(Image boundary labeling items)
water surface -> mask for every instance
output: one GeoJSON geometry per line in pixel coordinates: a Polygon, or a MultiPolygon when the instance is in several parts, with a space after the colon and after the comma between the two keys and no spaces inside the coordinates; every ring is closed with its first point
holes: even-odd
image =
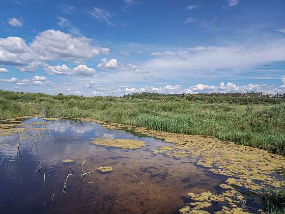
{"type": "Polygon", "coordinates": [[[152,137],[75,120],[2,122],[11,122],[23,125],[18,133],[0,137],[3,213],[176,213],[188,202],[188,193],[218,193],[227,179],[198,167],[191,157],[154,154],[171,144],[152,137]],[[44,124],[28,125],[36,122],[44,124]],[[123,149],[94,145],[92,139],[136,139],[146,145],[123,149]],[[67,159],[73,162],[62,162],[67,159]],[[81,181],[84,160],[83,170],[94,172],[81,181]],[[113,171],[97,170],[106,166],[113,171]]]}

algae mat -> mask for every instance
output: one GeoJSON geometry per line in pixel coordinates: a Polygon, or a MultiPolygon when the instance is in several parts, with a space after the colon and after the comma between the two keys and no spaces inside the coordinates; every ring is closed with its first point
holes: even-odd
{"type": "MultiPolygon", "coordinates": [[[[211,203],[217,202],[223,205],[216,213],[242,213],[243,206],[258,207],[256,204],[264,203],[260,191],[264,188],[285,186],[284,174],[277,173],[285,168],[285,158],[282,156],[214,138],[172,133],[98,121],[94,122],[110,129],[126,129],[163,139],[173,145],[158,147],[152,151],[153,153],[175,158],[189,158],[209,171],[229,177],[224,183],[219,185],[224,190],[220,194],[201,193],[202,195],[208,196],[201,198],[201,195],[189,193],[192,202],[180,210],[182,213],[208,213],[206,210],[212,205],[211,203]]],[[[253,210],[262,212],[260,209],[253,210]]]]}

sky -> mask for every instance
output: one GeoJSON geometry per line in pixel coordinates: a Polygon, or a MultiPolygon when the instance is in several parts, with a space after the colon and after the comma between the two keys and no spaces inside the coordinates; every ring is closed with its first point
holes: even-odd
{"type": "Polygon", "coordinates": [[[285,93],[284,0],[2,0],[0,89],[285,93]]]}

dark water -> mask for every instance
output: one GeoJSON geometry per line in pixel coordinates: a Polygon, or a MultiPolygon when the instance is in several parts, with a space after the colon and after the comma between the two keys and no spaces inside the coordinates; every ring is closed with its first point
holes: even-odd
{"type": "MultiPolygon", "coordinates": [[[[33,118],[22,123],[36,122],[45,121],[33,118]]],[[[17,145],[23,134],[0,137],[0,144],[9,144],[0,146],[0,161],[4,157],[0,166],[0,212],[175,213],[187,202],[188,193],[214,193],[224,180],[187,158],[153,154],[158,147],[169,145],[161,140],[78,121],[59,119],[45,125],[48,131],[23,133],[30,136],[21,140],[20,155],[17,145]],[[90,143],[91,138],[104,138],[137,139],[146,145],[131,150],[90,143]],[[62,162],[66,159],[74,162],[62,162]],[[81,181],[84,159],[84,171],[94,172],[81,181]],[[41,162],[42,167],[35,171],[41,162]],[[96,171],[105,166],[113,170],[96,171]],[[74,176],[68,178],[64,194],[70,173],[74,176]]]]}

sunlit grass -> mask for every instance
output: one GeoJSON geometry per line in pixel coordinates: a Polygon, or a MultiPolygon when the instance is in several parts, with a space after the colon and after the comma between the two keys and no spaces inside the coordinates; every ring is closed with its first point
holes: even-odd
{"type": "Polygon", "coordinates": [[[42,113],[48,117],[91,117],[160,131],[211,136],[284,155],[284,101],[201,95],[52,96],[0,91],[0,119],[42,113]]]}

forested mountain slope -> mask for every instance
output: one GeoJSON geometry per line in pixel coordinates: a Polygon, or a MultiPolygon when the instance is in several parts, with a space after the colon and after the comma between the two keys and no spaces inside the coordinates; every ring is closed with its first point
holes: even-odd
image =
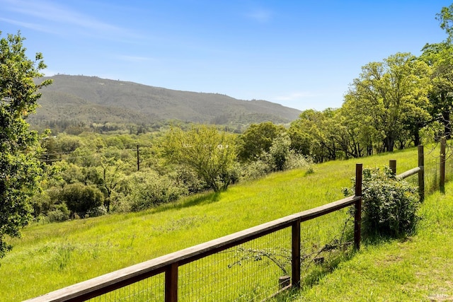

Short exercise: Put the lines running from the one containing "forested mountain slope" through the end of the records into a numbered list. Skip blank lines and leave out the pictures.

Solved problem:
1. forested mountain slope -> mask for every instance
2. output: one GeoJSON geometry per line in pixel coordinates: a Polygon, or a MultiPolygon when the instance is in several parts, with a space after the colon and after the comma between the two keys and no spaces inside the coordinates; every ring is closed with its first point
3. holes: even-odd
4. image =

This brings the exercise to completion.